[Assigned task] Which of the lines below hold the word "every"? Pull each of them out.

┄┄┄┄┄┄

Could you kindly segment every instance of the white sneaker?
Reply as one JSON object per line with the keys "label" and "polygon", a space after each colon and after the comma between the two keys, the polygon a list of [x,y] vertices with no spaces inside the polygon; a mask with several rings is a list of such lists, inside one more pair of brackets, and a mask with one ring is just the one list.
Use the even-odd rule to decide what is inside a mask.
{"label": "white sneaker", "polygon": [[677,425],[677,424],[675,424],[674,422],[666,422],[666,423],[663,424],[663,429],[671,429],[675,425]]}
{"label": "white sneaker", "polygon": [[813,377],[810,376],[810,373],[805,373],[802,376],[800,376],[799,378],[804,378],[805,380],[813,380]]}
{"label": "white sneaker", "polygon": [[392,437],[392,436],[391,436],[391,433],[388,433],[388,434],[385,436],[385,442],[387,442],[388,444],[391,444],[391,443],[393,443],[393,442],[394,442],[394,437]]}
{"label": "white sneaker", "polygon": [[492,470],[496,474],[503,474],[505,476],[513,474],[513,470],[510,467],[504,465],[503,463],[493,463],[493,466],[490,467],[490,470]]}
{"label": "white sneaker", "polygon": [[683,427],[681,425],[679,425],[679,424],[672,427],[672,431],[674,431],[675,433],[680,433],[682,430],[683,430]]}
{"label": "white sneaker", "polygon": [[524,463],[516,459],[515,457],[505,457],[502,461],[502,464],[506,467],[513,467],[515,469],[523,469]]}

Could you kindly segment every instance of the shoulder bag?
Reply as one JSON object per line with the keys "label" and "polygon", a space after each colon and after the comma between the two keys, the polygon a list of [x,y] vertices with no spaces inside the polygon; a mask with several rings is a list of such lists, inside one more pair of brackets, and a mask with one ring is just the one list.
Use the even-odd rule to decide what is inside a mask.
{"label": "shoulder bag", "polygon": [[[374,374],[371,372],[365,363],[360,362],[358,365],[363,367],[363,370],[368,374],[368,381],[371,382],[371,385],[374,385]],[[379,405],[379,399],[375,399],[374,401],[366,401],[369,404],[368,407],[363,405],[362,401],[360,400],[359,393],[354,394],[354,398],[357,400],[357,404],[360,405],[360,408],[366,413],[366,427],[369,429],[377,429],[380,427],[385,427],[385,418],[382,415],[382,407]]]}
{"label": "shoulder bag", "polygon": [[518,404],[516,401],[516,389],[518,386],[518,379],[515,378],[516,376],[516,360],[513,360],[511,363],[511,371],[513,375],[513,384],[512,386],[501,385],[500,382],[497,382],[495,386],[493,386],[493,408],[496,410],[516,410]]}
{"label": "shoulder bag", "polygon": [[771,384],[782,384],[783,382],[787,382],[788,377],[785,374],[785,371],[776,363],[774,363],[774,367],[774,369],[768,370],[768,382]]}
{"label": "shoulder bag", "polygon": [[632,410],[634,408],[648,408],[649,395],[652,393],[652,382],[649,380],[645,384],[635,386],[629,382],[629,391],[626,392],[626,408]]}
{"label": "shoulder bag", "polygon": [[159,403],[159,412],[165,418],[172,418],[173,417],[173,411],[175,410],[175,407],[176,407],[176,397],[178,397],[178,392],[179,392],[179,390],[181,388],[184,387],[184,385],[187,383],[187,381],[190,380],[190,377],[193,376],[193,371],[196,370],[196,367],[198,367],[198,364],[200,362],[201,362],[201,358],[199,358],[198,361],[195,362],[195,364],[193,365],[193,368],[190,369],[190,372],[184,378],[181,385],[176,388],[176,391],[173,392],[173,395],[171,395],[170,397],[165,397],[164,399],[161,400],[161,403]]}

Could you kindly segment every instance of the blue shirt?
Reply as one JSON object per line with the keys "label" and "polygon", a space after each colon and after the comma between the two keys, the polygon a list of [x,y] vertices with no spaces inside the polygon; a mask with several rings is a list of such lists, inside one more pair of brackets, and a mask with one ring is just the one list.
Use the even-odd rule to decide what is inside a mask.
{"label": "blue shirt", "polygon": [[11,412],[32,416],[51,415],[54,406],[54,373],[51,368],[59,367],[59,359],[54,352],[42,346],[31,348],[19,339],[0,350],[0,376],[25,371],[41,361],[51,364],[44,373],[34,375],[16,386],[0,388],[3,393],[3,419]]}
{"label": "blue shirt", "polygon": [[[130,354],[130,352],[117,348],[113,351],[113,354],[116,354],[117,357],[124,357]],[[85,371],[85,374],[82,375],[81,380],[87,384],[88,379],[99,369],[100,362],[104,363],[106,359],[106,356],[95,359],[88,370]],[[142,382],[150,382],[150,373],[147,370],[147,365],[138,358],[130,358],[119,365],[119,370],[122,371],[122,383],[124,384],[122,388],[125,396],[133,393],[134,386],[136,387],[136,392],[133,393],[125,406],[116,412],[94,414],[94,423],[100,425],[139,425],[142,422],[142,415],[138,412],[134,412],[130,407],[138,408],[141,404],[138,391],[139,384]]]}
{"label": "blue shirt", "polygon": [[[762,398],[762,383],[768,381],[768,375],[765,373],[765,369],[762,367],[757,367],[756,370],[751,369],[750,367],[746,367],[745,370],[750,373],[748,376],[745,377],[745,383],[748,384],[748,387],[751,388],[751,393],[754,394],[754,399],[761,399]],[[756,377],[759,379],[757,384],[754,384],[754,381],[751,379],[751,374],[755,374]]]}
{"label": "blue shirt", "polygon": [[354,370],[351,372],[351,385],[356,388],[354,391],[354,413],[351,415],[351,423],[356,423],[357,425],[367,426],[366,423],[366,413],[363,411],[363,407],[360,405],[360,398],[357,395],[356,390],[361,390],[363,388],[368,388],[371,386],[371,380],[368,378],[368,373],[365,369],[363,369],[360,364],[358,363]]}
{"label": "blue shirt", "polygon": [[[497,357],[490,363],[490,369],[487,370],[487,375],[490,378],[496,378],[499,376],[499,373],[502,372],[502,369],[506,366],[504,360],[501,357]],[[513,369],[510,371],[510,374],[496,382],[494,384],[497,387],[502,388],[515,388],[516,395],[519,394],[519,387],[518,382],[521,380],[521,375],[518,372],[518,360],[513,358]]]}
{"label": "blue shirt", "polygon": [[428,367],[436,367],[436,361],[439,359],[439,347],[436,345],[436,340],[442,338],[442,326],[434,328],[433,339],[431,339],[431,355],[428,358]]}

┄┄┄┄┄┄

[Solution below]
Could you kindly segment every instance of the white sneaker?
Could you kindly segment every instance of the shoulder bag?
Could you kindly segment every instance of the blue shirt?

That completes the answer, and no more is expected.